◆ **Task requirements**:
1. In the passage on drug safety and efficacy, how did the CATIE study have to measure effectiveness because of its high dropout rate?
2. From the passage on drug safety and efficacy, write out everything from "The medicines are" down to "of these medications?".

Meeting criteria for safety and efficacy, as it turns out, is very different from being safe and effective. Safe implies to me that there are no serious risks, or even quasi-serious risks. It implies trustworthiness. Effective implies a predictable effect -- reliability and consistency. It means if you take it, it will work. Any other definition dilutes the meaning of the word.

Yet the CATIE study demonstrated that at least for adults there were many problems with serious adverse effects, including metabolic syndrome, which includes obesity, diabetes, hypercholesterolemia and hyperlipidemia, neurologic effects, including Parkinsonian effects, dystonic reactions, akathisia and permanent neurologic damage in the form of tardive dsykinesia, and various other problems, including cardiac arrhythmia and neuroleptic malignant syndrome, the latter a rare but potentially life threatening reaction to neuroleptic medicines. The drop out rate was so high in the CATIE study that the effectiveness had to be measured in days on the medicine until relapse occurred. In other words, during the study, almost all the patients relapsed-- it was just a matter of how long it took.

The medicines are described as safe and effective for "short-term" treatment of bipolar disorder and schizophrenia, both of which are considered to be chronic illnesses. How useful is it to have Insulin available for the "short-term" treatment of diabetes? Does the committee really think that these drugs are going to be used only for the short term? How can we not avoid concluding from what has been written that children are going to be exposed to the dangerous long term effects of these medications?

◆ **Data for review**:

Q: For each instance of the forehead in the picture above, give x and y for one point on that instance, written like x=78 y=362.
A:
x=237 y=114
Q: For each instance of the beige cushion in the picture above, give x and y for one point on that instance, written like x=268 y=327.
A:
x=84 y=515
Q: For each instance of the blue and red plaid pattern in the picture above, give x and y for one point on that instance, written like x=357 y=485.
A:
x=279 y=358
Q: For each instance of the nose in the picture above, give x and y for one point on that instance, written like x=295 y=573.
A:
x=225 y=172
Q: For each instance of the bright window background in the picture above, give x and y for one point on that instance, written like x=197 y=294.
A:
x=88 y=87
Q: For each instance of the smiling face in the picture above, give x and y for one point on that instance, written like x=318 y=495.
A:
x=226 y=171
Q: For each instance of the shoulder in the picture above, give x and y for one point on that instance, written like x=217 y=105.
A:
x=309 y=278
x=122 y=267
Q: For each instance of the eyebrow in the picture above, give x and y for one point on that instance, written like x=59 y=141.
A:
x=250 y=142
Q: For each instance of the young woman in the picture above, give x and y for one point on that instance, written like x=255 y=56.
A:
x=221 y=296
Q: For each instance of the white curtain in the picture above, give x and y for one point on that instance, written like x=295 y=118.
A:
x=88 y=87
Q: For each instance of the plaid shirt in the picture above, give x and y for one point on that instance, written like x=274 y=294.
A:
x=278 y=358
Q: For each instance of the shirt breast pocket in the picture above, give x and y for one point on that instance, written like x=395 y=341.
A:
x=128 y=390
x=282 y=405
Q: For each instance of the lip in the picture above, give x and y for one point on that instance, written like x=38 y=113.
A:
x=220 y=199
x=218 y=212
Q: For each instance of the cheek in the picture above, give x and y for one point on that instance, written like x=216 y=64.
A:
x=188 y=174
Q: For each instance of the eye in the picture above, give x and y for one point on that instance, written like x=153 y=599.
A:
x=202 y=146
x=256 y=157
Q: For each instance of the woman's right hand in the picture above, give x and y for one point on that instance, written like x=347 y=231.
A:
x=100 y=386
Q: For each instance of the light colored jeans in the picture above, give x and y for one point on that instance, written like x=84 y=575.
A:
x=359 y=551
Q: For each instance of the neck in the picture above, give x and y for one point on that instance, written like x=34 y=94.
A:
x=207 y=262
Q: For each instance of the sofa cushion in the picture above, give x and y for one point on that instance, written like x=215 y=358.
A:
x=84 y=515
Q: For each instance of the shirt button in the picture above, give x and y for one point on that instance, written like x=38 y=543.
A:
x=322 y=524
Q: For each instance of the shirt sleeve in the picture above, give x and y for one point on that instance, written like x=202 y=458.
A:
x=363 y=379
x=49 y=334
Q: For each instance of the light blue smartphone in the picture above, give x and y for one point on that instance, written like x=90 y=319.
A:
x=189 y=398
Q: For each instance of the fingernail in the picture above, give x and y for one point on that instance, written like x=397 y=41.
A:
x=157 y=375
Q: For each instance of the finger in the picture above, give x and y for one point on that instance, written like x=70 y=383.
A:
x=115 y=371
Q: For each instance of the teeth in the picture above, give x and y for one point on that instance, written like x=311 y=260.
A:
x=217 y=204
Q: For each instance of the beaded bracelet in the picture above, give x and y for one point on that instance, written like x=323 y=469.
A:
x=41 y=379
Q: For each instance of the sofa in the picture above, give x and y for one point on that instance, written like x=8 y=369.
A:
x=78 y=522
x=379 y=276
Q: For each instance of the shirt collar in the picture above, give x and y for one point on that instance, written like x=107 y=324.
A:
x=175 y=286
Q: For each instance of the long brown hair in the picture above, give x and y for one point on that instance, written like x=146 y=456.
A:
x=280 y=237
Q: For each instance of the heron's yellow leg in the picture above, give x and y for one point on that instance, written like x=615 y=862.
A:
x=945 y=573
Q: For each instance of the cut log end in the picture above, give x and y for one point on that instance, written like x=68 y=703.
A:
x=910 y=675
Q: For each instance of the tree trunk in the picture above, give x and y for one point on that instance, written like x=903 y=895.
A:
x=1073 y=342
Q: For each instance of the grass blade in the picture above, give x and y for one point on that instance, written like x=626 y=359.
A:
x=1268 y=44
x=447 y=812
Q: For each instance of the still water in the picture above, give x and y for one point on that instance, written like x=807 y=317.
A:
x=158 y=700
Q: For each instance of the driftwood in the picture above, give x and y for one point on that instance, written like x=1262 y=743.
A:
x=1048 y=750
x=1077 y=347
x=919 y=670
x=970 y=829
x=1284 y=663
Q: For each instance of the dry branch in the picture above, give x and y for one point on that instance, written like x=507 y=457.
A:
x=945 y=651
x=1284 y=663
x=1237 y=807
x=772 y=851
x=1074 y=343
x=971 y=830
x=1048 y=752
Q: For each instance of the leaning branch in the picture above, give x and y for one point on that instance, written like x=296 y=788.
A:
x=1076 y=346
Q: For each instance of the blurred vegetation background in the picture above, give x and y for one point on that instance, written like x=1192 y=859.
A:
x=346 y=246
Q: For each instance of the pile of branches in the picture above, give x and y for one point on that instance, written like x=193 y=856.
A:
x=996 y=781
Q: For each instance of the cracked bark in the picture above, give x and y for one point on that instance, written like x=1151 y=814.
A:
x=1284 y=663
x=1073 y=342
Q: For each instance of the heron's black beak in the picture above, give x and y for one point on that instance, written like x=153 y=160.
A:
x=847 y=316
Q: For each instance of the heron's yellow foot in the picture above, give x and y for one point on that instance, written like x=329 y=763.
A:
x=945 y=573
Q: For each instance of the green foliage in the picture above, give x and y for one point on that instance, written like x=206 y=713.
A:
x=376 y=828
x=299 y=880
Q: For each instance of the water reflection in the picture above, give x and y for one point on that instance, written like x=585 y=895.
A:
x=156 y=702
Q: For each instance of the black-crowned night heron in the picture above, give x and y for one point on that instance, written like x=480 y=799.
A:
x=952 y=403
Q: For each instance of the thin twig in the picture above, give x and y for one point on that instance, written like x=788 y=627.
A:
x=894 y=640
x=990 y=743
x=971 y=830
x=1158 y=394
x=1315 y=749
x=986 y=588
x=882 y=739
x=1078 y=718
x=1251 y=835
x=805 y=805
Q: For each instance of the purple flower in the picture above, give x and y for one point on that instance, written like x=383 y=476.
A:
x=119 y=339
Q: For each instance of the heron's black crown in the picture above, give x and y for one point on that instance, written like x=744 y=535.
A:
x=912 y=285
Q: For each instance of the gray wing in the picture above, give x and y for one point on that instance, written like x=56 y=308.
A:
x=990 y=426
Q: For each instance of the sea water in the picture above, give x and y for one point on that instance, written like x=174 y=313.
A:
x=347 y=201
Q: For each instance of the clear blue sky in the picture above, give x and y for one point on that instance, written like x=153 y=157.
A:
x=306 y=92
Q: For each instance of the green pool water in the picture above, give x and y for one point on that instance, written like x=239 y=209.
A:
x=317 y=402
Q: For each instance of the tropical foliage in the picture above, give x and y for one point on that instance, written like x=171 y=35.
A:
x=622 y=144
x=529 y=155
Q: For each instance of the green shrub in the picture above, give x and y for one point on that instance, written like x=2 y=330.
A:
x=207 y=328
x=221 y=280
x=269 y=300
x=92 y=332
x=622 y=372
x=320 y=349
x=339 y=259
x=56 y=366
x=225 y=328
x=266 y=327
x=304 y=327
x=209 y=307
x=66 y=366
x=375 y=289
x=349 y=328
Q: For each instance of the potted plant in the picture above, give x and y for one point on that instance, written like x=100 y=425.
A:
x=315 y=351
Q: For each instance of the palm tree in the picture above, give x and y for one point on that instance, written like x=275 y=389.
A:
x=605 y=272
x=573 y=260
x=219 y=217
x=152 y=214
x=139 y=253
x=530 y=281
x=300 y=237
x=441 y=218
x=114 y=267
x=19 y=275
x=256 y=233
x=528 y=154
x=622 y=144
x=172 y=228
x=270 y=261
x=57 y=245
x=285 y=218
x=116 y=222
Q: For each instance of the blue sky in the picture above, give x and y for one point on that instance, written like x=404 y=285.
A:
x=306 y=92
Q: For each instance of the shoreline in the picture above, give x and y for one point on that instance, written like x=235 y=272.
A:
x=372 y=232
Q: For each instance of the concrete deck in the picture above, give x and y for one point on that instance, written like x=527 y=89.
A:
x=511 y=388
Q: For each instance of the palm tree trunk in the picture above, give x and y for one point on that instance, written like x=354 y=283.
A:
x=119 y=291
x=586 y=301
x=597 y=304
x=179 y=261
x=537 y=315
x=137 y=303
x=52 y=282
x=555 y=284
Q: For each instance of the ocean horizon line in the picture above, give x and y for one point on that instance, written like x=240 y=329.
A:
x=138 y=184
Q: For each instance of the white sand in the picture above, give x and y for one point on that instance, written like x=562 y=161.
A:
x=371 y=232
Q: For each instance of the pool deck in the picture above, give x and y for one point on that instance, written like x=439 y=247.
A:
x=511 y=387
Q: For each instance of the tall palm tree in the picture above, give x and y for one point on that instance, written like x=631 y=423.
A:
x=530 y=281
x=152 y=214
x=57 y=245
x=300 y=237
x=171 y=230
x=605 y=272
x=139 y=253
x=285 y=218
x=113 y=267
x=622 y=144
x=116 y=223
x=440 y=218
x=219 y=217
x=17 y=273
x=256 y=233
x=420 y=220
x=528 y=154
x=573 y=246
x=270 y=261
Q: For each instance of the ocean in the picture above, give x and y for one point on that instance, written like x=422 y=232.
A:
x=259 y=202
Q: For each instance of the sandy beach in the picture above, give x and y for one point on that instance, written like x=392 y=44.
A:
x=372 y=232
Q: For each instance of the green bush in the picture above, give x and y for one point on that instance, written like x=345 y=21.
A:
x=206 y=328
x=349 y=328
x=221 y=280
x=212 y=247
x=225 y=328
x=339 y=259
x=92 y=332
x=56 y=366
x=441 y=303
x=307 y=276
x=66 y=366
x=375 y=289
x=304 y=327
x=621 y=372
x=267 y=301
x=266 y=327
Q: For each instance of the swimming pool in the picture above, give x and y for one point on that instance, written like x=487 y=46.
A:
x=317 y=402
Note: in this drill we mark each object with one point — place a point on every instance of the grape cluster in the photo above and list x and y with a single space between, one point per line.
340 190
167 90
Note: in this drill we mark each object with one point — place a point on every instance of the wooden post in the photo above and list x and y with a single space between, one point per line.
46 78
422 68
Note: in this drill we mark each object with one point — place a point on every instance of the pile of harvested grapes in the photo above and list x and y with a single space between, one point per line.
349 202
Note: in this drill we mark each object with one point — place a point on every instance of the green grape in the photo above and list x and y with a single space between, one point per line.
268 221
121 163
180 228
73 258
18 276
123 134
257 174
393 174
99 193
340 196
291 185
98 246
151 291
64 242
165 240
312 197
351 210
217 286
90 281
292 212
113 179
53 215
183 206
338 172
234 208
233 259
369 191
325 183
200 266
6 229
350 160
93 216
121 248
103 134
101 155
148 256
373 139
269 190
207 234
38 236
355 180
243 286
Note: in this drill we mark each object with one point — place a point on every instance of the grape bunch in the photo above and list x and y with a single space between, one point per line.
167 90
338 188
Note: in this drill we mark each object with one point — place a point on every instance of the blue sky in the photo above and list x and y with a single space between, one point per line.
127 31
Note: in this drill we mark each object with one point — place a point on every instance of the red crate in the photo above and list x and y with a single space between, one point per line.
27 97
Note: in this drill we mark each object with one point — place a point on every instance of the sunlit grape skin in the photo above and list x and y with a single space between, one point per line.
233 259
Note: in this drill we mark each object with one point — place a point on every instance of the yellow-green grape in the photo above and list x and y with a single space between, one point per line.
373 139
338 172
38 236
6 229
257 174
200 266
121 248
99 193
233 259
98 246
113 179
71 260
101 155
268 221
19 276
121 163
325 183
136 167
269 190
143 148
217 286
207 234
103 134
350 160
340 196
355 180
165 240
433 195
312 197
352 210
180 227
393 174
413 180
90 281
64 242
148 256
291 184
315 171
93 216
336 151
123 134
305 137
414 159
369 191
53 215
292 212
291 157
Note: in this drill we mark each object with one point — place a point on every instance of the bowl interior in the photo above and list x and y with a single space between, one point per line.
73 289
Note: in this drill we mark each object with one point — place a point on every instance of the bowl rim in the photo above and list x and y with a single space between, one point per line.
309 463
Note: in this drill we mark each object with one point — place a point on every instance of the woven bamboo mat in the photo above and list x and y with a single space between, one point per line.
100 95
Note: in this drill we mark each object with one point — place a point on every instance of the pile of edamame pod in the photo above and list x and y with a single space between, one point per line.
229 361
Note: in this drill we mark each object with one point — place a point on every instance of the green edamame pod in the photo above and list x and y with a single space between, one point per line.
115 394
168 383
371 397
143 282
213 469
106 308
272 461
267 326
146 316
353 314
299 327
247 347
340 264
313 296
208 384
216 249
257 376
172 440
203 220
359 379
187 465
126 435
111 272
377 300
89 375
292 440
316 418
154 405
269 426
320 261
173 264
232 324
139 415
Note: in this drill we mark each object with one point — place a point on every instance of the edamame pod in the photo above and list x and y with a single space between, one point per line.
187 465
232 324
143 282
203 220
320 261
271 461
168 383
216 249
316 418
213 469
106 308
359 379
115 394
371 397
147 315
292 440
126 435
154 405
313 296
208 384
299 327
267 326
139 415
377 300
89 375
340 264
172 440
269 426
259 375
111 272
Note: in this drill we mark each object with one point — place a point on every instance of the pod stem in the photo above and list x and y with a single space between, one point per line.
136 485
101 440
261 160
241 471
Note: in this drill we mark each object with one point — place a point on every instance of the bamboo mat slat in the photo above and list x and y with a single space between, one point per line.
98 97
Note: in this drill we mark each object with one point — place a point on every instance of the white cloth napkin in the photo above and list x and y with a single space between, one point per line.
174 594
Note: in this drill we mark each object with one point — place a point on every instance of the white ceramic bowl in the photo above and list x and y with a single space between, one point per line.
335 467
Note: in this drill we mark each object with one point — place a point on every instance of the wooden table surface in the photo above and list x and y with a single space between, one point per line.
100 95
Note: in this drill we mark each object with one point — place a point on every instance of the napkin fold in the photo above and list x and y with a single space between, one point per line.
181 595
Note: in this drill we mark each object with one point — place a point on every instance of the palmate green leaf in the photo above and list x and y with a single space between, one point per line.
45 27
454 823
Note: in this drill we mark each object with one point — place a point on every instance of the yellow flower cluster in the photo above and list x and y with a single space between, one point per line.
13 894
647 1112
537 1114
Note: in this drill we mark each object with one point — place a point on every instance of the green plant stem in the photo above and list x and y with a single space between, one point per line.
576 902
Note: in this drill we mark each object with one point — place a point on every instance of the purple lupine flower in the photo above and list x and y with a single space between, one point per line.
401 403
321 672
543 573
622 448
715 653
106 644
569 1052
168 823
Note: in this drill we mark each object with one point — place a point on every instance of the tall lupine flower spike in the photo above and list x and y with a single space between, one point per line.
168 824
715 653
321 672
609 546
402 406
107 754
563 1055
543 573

◆ **Expected results**:
1. It was measured in days on the medicine until relapse occurred.

2.
The medicines are described as safe and effective for "short-term" treatment of bipolar disorder and schizophrenia, both of which are considered to be chronic illnesses. How useful is it to have Insulin available for the "short-term" treatment of diabetes? Does the committee really think that these drugs are going to be used only for the short term? How can we not avoid concluding from what has been written that children are going to be exposed to the dangerous long term effects of these medications?